╭─ RECORDS TO USE

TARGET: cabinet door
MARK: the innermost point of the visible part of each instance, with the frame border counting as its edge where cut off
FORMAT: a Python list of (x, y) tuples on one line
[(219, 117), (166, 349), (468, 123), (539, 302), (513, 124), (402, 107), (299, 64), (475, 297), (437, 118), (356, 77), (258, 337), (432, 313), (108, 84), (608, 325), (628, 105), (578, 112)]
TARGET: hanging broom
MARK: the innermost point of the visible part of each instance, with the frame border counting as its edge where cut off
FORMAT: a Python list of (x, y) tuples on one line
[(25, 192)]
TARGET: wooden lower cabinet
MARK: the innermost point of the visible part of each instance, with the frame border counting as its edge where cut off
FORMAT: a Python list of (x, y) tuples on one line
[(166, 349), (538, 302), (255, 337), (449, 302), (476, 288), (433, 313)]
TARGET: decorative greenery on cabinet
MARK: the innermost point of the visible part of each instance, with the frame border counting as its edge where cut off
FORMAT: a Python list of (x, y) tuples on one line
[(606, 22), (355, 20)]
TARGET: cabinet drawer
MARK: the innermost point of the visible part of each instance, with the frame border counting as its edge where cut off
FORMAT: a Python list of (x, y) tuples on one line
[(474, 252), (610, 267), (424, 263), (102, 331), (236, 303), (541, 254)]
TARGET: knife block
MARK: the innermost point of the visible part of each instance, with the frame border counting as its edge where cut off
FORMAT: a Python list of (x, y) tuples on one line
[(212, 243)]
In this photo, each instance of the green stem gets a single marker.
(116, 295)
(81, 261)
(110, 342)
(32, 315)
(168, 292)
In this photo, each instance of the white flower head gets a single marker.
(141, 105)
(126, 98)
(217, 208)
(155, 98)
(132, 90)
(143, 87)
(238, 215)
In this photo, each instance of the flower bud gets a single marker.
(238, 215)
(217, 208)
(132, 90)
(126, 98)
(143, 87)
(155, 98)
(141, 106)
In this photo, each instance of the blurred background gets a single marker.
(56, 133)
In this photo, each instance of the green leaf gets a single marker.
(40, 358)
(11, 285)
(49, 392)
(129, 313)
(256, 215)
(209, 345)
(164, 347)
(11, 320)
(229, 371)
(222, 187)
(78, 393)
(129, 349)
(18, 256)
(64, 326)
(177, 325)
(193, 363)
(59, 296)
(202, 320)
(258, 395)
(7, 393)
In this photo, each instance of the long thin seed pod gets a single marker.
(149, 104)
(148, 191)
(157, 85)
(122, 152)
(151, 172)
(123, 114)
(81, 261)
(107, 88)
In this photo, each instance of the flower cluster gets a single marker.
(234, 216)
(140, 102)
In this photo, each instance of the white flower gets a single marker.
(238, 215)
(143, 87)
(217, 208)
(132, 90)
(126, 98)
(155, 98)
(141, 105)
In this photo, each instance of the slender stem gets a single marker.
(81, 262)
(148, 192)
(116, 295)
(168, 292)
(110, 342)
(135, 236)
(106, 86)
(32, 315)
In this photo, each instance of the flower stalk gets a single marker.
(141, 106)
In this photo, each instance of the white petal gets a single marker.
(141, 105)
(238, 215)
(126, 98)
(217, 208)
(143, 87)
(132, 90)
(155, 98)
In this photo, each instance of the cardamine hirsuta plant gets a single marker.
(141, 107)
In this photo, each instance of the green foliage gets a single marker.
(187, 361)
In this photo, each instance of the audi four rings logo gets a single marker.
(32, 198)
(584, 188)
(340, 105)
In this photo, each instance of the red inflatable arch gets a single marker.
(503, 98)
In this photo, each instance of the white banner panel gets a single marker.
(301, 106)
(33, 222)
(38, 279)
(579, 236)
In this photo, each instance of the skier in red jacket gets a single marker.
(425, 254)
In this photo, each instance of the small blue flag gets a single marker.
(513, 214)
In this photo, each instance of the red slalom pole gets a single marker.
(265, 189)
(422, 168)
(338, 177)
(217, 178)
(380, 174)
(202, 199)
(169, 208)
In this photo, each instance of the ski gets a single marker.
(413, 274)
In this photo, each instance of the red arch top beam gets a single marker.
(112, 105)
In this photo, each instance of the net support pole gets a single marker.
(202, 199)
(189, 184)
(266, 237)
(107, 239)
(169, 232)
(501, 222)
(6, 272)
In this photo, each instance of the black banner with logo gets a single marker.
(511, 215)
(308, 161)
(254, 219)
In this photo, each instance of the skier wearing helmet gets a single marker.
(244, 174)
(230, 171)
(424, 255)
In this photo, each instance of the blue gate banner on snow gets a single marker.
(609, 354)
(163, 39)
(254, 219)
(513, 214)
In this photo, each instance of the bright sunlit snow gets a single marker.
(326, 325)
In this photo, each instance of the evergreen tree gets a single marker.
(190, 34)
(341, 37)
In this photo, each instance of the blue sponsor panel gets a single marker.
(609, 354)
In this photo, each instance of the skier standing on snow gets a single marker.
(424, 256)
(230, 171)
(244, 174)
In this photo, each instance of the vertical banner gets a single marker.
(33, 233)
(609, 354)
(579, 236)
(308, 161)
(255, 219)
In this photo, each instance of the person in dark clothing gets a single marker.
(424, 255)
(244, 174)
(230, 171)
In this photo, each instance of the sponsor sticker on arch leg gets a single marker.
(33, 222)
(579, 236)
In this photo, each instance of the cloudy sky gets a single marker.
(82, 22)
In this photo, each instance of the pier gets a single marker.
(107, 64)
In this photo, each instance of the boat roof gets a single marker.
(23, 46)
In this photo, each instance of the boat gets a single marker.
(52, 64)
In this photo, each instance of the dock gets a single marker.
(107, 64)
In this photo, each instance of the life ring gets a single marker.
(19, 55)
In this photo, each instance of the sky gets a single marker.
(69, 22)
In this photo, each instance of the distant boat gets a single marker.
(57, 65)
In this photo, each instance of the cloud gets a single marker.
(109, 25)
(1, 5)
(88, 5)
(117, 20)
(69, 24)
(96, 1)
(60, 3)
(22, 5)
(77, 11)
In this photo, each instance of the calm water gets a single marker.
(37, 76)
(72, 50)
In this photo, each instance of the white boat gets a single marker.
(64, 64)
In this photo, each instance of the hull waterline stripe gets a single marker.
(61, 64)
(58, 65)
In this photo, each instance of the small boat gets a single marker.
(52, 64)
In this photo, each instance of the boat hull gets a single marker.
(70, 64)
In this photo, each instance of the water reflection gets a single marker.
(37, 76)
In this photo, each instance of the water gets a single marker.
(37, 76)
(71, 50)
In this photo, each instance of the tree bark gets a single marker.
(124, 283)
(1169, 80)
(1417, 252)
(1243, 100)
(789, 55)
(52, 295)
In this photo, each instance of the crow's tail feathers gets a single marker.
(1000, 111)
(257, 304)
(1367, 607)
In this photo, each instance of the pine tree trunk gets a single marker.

╰─

* WHAT IS REQUIRED:
Output the material verbatim.

* TASK ANSWER:
TARGET: cabinet door
MARK: the innermost point of the visible part of each instance, with the frame border counting as its edge where cut off
FORMAT: a Python list of (x, y) tuples on one line
[(219, 117), (166, 349), (468, 123), (539, 302), (513, 124), (402, 107), (299, 64), (475, 297), (437, 118), (356, 77), (258, 337), (432, 313), (108, 84), (608, 325), (628, 105), (578, 112)]
TARGET: hanging broom
MARK: the innermost point of the visible part of each instance, with the frame border counting as its edge where cut off
FORMAT: a Python list of (x, y) tuples on one line
[(25, 192)]
TARGET: wooden lower cabinet
MARK: the innermost point of the visible part of each instance, with the frame border counting as its edge where cut off
FORMAT: a Python list of (x, y) tuples on one line
[(166, 349), (538, 302), (255, 337), (449, 302), (476, 288), (433, 313)]
TARGET: decorative greenery on cabinet
MARK: the innermost point of the visible part of each instance, with the frame border counting as its edge where cut off
FORMAT: a Python list of (x, y) tuples on one line
[(606, 22), (355, 20)]
TARGET: cabinet drawer
MARK: the innermost point of the visible part of each instance, with the frame border counting as its edge where cut off
FORMAT: a Python list of (x, y) tuples on one line
[(474, 252), (610, 267), (424, 263), (102, 331), (236, 303), (541, 254)]
TARGET: knife block
MARK: the innermost point of the visible part of each instance, with the frame border counting as its edge where cut off
FORMAT: a Python list of (x, y) tuples on one line
[(212, 243)]
In this photo, each instance of the green stem gets a single marker.
(116, 295)
(81, 261)
(110, 342)
(32, 315)
(168, 292)
In this photo, each instance of the white flower head gets a single marker.
(141, 105)
(126, 98)
(217, 208)
(155, 98)
(132, 90)
(143, 87)
(238, 215)
In this photo, each instance of the flower bud gets a single marker.
(238, 215)
(217, 208)
(132, 90)
(126, 98)
(143, 87)
(155, 98)
(141, 106)
In this photo, each instance of the blurred background gets a single marker.
(56, 133)
In this photo, each instance of the green leaf gets a single marker.
(40, 358)
(11, 285)
(49, 392)
(129, 313)
(256, 215)
(209, 345)
(164, 347)
(11, 320)
(229, 371)
(222, 187)
(78, 393)
(129, 349)
(18, 256)
(64, 326)
(177, 325)
(193, 363)
(59, 296)
(202, 320)
(258, 395)
(7, 393)
In this photo, each instance of the long thin seed pod gets a single marker.
(149, 104)
(148, 191)
(157, 85)
(122, 152)
(151, 172)
(123, 114)
(81, 261)
(107, 88)
In this photo, each instance of the flower cluster gets a single marker.
(234, 216)
(140, 102)
In this photo, each instance of the white flower gets a single marker.
(238, 215)
(143, 87)
(217, 208)
(132, 90)
(126, 98)
(155, 98)
(141, 105)
In this photo, each instance of the slender stem gets a single marker.
(81, 262)
(148, 192)
(116, 295)
(168, 292)
(110, 342)
(135, 236)
(106, 86)
(32, 315)
In this photo, each instance of the flower stalk gets a single marker.
(141, 106)
In this photo, each instance of the white petal gets a single marker.
(141, 105)
(238, 215)
(126, 98)
(217, 208)
(143, 87)
(132, 90)
(155, 98)
In this photo, each instance of the cardamine hirsuta plant gets a single marker.
(141, 107)
In this photo, each instance of the green foliage gets a single marker.
(187, 361)
In this photo, each instance of the audi four rings logo gets a single marker.
(32, 198)
(584, 188)
(340, 105)
In this photo, each instance of the red inflatable arch gets a single marker.
(503, 98)
In this photo, each instance of the white banner panel gets a single marker.
(301, 106)
(33, 222)
(38, 279)
(579, 236)
In this photo, each instance of the skier in red jacket gets a single marker.
(425, 254)
In this photo, each instance of the small blue flag gets a single marker.
(513, 214)
In this photo, each instance of the red slalom pole gets a single marker.
(265, 189)
(422, 168)
(338, 177)
(217, 178)
(380, 174)
(202, 199)
(169, 208)
In this photo, each instance of the ski gets a single marker.
(413, 274)
In this photo, each instance of the red arch top beam gets a single marker.
(112, 105)
In this photo, each instance of the net support pole gets a single marker.
(202, 199)
(189, 184)
(266, 237)
(107, 239)
(169, 232)
(501, 222)
(6, 272)
In this photo, each instance of the black banner with logo gets a single marker.
(511, 215)
(308, 161)
(254, 219)
In this photo, each instance of the skier wearing helmet gets a single marker.
(244, 174)
(230, 171)
(424, 255)
In this photo, each instance of the blue gate banner on snow gets a single marker.
(609, 354)
(163, 39)
(254, 219)
(513, 214)
In this photo, each instance of the bright sunlit snow gets a single marker.
(326, 325)
In this photo, each instance of the evergreen tree gets a single marker.
(190, 34)
(341, 37)
In this photo, each instance of the blue sponsor panel gets a single marker.
(609, 354)
In this photo, each instance of the skier standing on snow gets a single marker.
(424, 256)
(230, 171)
(244, 174)
In this photo, each instance of the vertical banner gets a single marker.
(33, 233)
(609, 354)
(579, 236)
(308, 161)
(255, 219)
In this photo, each instance of the person in dark clothing gets a single marker.
(424, 255)
(244, 174)
(230, 171)
In this photo, each instance of the sponsor sticker on arch leg gets a single marker.
(33, 222)
(579, 236)
In this photo, each instance of the cloudy sky gets a single marker.
(82, 22)
In this photo, each instance of the pier gets a single marker.
(107, 64)
In this photo, each instance of the boat roof gets a single marker.
(23, 46)
In this photo, each instance of the boat gets a single marker.
(52, 64)
In this photo, each instance of the dock gets a single marker.
(107, 64)
In this photo, each instance of the life ring gets a single marker.
(19, 55)
In this photo, each instance of the sky gets a single marker.
(69, 22)
In this photo, each instance of the distant boat gets a single marker.
(57, 65)
In this photo, each instance of the cloud gets a single marker.
(109, 25)
(1, 5)
(88, 5)
(117, 20)
(69, 24)
(96, 1)
(60, 3)
(22, 5)
(77, 11)
In this photo, each instance of the calm water gets a single marker.
(37, 76)
(72, 50)
In this photo, each instance of the white boat gets a single marker.
(64, 64)
In this photo, each instance of the hull waterline stripe gets a single marker.
(61, 64)
(58, 65)
In this photo, each instance of the small boat gets a single marker.
(52, 64)
In this photo, each instance of the boat hull gets a single marker.
(70, 64)
In this photo, each instance of the water reflection gets a single marker.
(37, 76)
In this photo, each instance of the water gets a single marker.
(37, 76)
(71, 50)
In this photo, each instance of the tree bark gets a single marker.
(124, 283)
(1169, 80)
(1417, 252)
(1243, 100)
(789, 55)
(52, 295)
In this photo, each instance of the crow's tail feathers gets a single marker.
(1000, 111)
(257, 304)
(1367, 607)
In this photo, each instance of the pine tree trunk gets a single marker.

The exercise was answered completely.